--- Input data ---

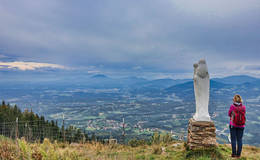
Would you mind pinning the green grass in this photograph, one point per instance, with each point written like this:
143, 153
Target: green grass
10, 149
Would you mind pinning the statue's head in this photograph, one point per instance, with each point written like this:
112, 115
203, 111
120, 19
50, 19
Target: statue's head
201, 69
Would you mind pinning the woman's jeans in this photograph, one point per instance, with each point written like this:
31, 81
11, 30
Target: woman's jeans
236, 139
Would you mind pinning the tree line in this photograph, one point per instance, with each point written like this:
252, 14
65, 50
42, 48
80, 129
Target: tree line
16, 124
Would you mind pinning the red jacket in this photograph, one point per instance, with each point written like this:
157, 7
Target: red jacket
231, 109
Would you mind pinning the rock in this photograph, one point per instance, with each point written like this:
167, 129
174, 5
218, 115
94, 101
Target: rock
201, 134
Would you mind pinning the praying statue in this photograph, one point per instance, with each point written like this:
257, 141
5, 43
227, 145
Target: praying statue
201, 90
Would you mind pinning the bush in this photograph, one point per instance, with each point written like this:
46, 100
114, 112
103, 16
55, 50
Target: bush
157, 149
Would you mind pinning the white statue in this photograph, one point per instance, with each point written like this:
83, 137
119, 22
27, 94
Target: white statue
201, 90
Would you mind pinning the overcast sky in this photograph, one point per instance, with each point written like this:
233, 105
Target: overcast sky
149, 37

---

- _Required action_: An exact copy of the data is required, with the pictures excluded.

- _Solved exercise_:
Would you mind pinning the green grass in this photograph, one point per instance, with each point written like this:
143, 153
Target: green grass
10, 149
Would you mind pinning the statue's head in this photograph, one point per instance, with each point written like this:
112, 115
203, 111
120, 19
50, 19
Target: statue's head
201, 69
Would you mind pinning the woman's jeans in this photograph, one point per instance, with each point written like this:
31, 81
11, 30
Target: woman's jeans
236, 139
Would you mind pinning the tree line in this photograph, one point per instance, with each point written like this:
252, 14
65, 50
42, 48
80, 129
Target: tree line
16, 124
Would you mind pinning the red jacket in this photograph, one point per instance, with each point written like this:
157, 7
Target: red jacket
231, 109
Would you mind pinning the rock in this photograph, one point per instance, with each point written like this:
167, 129
174, 5
218, 115
94, 101
Target: rock
201, 134
Would you mind pinning the praying statue in this photograph, one point per instance, with each point written like this:
257, 141
5, 43
227, 145
Target: praying statue
201, 90
Would you mind pinning the bush in this photograph, one point per instance, with each point written like this:
46, 100
114, 112
103, 16
55, 50
Target: bush
157, 149
Would you mind pinning the white statue in this photograph, one point per instance, with each point written like this:
83, 137
119, 22
27, 94
Target: white statue
201, 90
Would you mind pinning the overcast sky in this photograph, one point per instance, with each point written like this:
233, 105
Target: overcast sky
149, 37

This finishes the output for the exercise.